## PROBLEM STATEMENT
Copy all of the data that follows without altering a word.

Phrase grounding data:
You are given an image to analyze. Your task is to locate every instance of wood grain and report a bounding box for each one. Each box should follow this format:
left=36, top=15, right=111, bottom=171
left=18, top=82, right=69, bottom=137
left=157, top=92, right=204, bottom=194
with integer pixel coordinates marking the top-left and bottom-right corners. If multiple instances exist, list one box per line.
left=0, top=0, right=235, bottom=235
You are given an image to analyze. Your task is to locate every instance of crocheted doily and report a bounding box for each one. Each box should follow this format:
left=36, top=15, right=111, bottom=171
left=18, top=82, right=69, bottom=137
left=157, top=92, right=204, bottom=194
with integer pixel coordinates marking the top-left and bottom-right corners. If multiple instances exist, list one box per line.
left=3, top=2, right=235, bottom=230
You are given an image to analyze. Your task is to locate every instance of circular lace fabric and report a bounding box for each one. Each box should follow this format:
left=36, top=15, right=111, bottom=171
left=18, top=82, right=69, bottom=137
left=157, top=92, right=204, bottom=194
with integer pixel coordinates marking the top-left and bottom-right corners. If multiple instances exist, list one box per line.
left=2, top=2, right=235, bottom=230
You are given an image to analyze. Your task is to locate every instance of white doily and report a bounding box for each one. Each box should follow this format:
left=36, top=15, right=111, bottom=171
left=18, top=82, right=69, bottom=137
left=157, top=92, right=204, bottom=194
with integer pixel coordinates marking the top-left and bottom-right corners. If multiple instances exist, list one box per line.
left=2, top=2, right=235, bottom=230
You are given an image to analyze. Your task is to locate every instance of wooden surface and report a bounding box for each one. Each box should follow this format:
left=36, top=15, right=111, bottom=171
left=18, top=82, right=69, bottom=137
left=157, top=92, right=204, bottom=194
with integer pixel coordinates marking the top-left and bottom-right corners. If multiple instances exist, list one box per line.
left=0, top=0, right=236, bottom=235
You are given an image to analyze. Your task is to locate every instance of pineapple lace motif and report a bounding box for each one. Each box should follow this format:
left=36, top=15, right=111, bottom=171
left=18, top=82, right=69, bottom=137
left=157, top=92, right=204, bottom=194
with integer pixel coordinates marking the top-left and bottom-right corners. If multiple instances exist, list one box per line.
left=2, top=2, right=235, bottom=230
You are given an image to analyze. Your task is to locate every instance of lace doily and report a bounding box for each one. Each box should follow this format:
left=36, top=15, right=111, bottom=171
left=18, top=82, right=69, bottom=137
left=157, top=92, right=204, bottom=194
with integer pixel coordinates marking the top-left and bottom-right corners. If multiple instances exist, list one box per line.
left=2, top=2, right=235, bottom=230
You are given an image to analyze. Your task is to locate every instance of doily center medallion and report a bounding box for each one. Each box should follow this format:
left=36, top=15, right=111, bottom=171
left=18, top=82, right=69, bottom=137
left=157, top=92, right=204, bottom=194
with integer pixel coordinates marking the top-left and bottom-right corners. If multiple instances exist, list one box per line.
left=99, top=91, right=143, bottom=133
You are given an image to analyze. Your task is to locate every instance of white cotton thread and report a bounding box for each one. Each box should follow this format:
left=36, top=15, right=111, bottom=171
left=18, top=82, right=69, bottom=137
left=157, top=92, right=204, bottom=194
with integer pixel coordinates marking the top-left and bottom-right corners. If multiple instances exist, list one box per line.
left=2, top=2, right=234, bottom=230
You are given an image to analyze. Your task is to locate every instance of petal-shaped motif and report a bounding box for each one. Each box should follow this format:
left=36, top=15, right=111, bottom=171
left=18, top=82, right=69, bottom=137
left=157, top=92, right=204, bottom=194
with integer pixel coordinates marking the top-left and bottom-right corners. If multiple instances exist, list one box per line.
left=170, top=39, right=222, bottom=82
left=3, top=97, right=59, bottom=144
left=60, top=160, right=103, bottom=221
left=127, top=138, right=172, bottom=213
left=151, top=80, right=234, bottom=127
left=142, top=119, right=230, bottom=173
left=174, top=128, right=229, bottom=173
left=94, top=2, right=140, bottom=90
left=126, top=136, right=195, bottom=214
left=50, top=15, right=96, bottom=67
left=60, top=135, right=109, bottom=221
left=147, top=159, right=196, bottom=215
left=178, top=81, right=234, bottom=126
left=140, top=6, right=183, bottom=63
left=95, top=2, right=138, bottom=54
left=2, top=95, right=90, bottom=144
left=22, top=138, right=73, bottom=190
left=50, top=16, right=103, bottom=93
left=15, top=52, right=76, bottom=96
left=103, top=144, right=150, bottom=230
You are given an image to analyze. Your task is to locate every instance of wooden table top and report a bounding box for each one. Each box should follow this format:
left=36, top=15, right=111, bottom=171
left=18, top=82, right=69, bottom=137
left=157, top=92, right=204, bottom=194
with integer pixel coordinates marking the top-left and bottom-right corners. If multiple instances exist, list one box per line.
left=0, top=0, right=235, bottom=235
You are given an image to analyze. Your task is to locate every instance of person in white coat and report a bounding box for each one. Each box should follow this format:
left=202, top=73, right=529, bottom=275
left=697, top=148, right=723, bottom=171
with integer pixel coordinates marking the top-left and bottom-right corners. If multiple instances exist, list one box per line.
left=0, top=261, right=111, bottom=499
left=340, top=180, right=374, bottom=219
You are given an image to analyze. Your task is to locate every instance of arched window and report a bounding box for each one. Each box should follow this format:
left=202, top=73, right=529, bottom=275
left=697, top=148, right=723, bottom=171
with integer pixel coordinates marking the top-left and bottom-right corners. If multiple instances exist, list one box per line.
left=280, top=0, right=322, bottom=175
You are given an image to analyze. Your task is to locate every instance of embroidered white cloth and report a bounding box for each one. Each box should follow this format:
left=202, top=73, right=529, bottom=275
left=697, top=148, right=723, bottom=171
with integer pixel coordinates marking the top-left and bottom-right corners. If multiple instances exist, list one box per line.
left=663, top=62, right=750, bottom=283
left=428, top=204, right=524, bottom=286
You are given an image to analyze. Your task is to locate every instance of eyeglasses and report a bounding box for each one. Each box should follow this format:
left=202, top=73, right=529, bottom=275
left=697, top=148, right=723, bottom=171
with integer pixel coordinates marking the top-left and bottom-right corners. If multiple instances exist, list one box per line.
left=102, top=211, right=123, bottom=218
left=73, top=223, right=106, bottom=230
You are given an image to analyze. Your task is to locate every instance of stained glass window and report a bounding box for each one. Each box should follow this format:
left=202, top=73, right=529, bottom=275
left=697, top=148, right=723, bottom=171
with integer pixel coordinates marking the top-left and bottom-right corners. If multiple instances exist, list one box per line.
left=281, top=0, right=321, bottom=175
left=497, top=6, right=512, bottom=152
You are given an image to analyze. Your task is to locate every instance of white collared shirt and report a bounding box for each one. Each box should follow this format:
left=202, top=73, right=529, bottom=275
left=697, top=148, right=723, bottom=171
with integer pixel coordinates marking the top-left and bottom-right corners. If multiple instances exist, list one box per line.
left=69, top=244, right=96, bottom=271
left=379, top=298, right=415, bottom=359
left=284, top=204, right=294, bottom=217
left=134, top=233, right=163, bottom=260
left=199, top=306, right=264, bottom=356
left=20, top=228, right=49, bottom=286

## EXERCISE OUTPUT
You are given an image to analyze. Your task is to locate every instance of wood grain and report a bounding box for each one. Each box should follow this format:
left=36, top=15, right=111, bottom=171
left=18, top=82, right=69, bottom=137
left=157, top=92, right=204, bottom=194
with integer pixel coordinates marking the top-left and bottom-right corners. If multiple instances exist, list one box per line.
left=0, top=0, right=235, bottom=235
You are given an image to analyze. Your task is to locate every instance of crocheted doily and report a bounding box for each one. Each box should follow this format:
left=36, top=15, right=111, bottom=171
left=18, top=82, right=69, bottom=137
left=157, top=92, right=204, bottom=194
with integer pixel coordinates marking the top-left and bottom-right corners. If multiple instances exist, list one box per line.
left=3, top=2, right=235, bottom=230
You are given an image to analyze. Your task is to locate every instance of circular lace fabric and report a bounding box for each one. Each box should follow this format:
left=36, top=15, right=111, bottom=171
left=18, top=82, right=69, bottom=137
left=157, top=92, right=204, bottom=194
with integer pixel coordinates marking the top-left and bottom-right corners. If multiple instances exist, list one box per line.
left=2, top=2, right=235, bottom=230
You are given an image to analyze. Your task is to locate every instance of white doily and report a bounding box for each one. Each box should follow this format:
left=36, top=15, right=111, bottom=171
left=18, top=82, right=69, bottom=137
left=157, top=92, right=204, bottom=194
with integer pixel coordinates marking the top-left and bottom-right corners. If multiple instances exist, list one box per line.
left=2, top=2, right=235, bottom=230
You are given an image to analyze. Your task is to locate every instance of wooden surface and report a bounding box for each one. Each box should follow this format:
left=36, top=15, right=111, bottom=171
left=18, top=82, right=69, bottom=137
left=157, top=92, right=204, bottom=194
with integer pixel coordinates marking the top-left and bottom-right corners. If multiple instances exist, list one box per line.
left=0, top=0, right=236, bottom=235
You are given an image to analyze. Your task is to locate every instance of pineapple lace motif and report a bounding box for each one. Each box should follow this format:
left=36, top=15, right=111, bottom=171
left=18, top=82, right=69, bottom=137
left=157, top=92, right=204, bottom=194
with integer pixel coordinates marking the top-left and bottom-right corners. If multiple instances exist, list one box per line.
left=2, top=2, right=235, bottom=230
You are given an image to analyze. Your task is to locate every instance of lace doily and report a bounding box for each one. Each box should follow this format:
left=36, top=15, right=111, bottom=171
left=18, top=82, right=69, bottom=137
left=157, top=92, right=204, bottom=194
with integer pixel coordinates marking the top-left and bottom-right corners. If multiple instances exist, list one box per line.
left=2, top=2, right=235, bottom=230
You are given an image to analyze. Your task is to locate every instance of doily center medallion and report a bounding box for each one. Each box should follow this format:
left=36, top=15, right=111, bottom=171
left=18, top=82, right=69, bottom=137
left=157, top=92, right=204, bottom=194
with integer pixel coordinates marking the top-left and bottom-right corners. If multiple instances exist, list one box per line.
left=99, top=91, right=143, bottom=133
You are given an image to analyze. Your task is to locate every instance of white cotton thread and report a bounding box for each one. Each box should follow this format:
left=36, top=15, right=111, bottom=171
left=18, top=82, right=69, bottom=137
left=157, top=92, right=204, bottom=194
with integer pixel coordinates marking the top-left and bottom-right corners. If multiple instances exist, list one box per line.
left=2, top=2, right=234, bottom=230
You are given an image to analyze. Your task is to locate every instance of petal-shaped motif and report a bounding box for each one. Each box should follow this format:
left=36, top=15, right=111, bottom=171
left=18, top=82, right=69, bottom=137
left=157, top=92, right=204, bottom=194
with integer pixel coordinates marking the top-left and bottom-right corners. If multiple instances exist, list one box per line.
left=170, top=39, right=222, bottom=82
left=3, top=97, right=59, bottom=144
left=60, top=160, right=103, bottom=221
left=127, top=138, right=172, bottom=213
left=151, top=80, right=234, bottom=127
left=142, top=119, right=230, bottom=173
left=174, top=128, right=229, bottom=173
left=94, top=2, right=140, bottom=90
left=126, top=136, right=195, bottom=214
left=50, top=15, right=96, bottom=67
left=60, top=135, right=109, bottom=221
left=147, top=159, right=196, bottom=215
left=178, top=81, right=234, bottom=126
left=140, top=6, right=183, bottom=63
left=95, top=2, right=138, bottom=54
left=2, top=95, right=90, bottom=144
left=22, top=138, right=73, bottom=190
left=50, top=16, right=103, bottom=93
left=15, top=52, right=76, bottom=96
left=103, top=144, right=150, bottom=230
You are given an image to analyze. Your task is to locate every instance of wooden table top and report a bounding box for each one. Each box should follow this format:
left=36, top=15, right=111, bottom=171
left=18, top=82, right=69, bottom=137
left=157, top=92, right=204, bottom=194
with integer pixel coordinates marking the top-left and bottom-right corners. If multiple instances exist, list one box per line.
left=0, top=0, right=235, bottom=235
You are given an image to analyze. Your task is to locate every instance of person in white coat and report a bounding box for each one. Each box should follow this format:
left=202, top=73, right=529, bottom=275
left=697, top=148, right=723, bottom=171
with integer pixel coordinates marking the top-left and bottom-right corners. If multiple instances exist, list one box per line.
left=0, top=261, right=111, bottom=499
left=340, top=180, right=374, bottom=219
You are given an image to analyze. Your task is to locate every instance of arched window and report a bounding box for each one. Each box should follow this format:
left=202, top=73, right=529, bottom=275
left=697, top=148, right=723, bottom=171
with integer pixel coordinates marking the top-left and bottom-right corners. If multiple instances exist, list one box per line.
left=280, top=0, right=322, bottom=175
You are given an image to analyze. Your task is to locate every instance of embroidered white cloth and report a bounding box for each one. Each box should follow this format:
left=202, top=73, right=529, bottom=275
left=697, top=148, right=723, bottom=171
with integer pixel coordinates marking the top-left and bottom-right corners. If multiple instances exist, list one box per line.
left=663, top=62, right=750, bottom=283
left=428, top=204, right=524, bottom=286
You are given an image to analyze. Your task is to locate every instance of eyeglasses and report a bounding box for each one. Each box should follow this format:
left=202, top=73, right=529, bottom=275
left=697, top=148, right=723, bottom=171
with integer pixel coordinates marking the top-left and bottom-right corners. If multiple instances exist, list one box per line.
left=102, top=211, right=123, bottom=218
left=73, top=223, right=106, bottom=230
You are given an image to analyze. Your task is to locate every instance of stained glass window and report a bounding box for each one. Each box should follow this format:
left=202, top=73, right=529, bottom=275
left=697, top=148, right=723, bottom=171
with integer pixel coordinates marking the top-left and bottom-right corners. If multiple instances exist, list one box per line.
left=281, top=0, right=321, bottom=175
left=497, top=6, right=512, bottom=152
You are given an image to analyze. Your task is to locate every instance of white collared shirt and report a bounding box for each one. Each box should follow this format:
left=202, top=73, right=529, bottom=275
left=697, top=148, right=723, bottom=171
with integer pixel coordinates marking the top-left and bottom-right corners. If multiple instances exist, list one box per line.
left=69, top=244, right=96, bottom=271
left=379, top=298, right=415, bottom=359
left=284, top=204, right=294, bottom=217
left=134, top=233, right=163, bottom=260
left=199, top=306, right=264, bottom=356
left=20, top=228, right=49, bottom=286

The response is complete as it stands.